**Tasks and exercises**
- A) Name every artist mentioned by name in the art lessons text.
- B) Answer these questions from the art lessons text.
(i) Which gallery will children visit for a printmaking workshop?
(ii) What will Years 3 and 4 create in their practical art sessions?
(iii) Where did Years 5 and 6 go on their school trip?
- C) Reproduce the part of the art lessons text starting at "In practical art sessions, children" and ending at "artists they’ve studied.".

**Text section**
-=-=-

In practical art lessons, children will hone their artistic skills and knowledge by sketching objects using pencil, learning about and mixing colour and then they’ll be learning how to print by creating relief prints inspired by the artwork they’ve studied.
Part way through the half-term, they’ll visit the Hepworth Gallery for a printmaking workshop to complement the learning in school.
Years 3 and 4
Children will learn about the work of Wassily Kandinsky and Martha McDonald Napaltjarri. They’ll compare and contrast the artworks by these artists and also learn about their lives and the places they lived. In particular, children will learn about abstract and figurative art (see the vocabulary for definitions of these words).
In practical art sessions, children will develop observational drawing skills and their understanding of colour by learning about warm, cold and complementary colours. They’ll then apply what they’ve learnt by creating sculptures inspired by the artists they’ve studied.
Years 5 and 6
The children have already been on their school trip to the Yorkshire Sculpture Park this week. They’ve seen and learned about sculptures by these artists. In art history and appreciation lessons, they’ll learn about the lives of these artists and how their localities have influenced their art. They’ll learn about classical and modern art in relation to their featured artists and in art movements more generally. They’ll also learn when and why the modern art movement happened.
In practical art lessons, children will continue to develop their observational skills and will create maquettes (see the vocabulary list) inspired by the work of Barbara Hepworth.

-=-=-

**Information**

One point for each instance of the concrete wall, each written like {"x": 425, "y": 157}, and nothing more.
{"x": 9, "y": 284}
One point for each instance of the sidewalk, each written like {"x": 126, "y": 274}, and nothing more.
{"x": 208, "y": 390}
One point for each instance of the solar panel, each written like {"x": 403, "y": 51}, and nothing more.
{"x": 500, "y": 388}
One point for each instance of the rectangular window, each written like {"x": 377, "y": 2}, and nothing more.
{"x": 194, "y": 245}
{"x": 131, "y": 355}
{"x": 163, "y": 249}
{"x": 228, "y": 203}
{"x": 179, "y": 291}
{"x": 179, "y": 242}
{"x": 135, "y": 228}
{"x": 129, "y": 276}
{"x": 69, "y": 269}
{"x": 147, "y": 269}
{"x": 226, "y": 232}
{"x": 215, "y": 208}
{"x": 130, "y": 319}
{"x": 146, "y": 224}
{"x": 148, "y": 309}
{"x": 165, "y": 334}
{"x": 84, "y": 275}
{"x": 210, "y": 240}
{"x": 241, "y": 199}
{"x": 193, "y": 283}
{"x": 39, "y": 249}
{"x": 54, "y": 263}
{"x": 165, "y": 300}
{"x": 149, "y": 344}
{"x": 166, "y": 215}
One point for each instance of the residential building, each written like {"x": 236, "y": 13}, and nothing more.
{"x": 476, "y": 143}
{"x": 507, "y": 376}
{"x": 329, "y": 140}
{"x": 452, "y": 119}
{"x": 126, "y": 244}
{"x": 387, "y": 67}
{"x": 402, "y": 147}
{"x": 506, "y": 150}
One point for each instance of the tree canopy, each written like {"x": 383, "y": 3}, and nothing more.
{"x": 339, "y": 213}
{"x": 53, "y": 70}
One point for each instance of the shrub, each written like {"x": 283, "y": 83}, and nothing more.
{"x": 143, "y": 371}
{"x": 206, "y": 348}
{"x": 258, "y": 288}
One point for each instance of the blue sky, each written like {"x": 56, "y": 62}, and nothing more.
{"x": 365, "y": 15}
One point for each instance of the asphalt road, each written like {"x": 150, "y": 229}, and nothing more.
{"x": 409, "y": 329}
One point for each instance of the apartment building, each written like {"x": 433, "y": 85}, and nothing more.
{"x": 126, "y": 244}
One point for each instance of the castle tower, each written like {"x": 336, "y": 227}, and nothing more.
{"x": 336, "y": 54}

-=-=-

**Task answers**
- A) Wassily Kandinsky, Martha McDonald Napaltjarri, Barbara Hepworth

- B)
(i) The Hepworth Gallery
(ii) Sculptures inspired by the artists they've studied
(iii) The Yorkshire Sculpture Park

- C)
In practical art sessions, children will develop observational drawing skills and their understanding of colour by learning about warm, cold and complementary colours. They’ll then apply what they’ve learnt by creating sculptures inspired by the artists they’ve studied.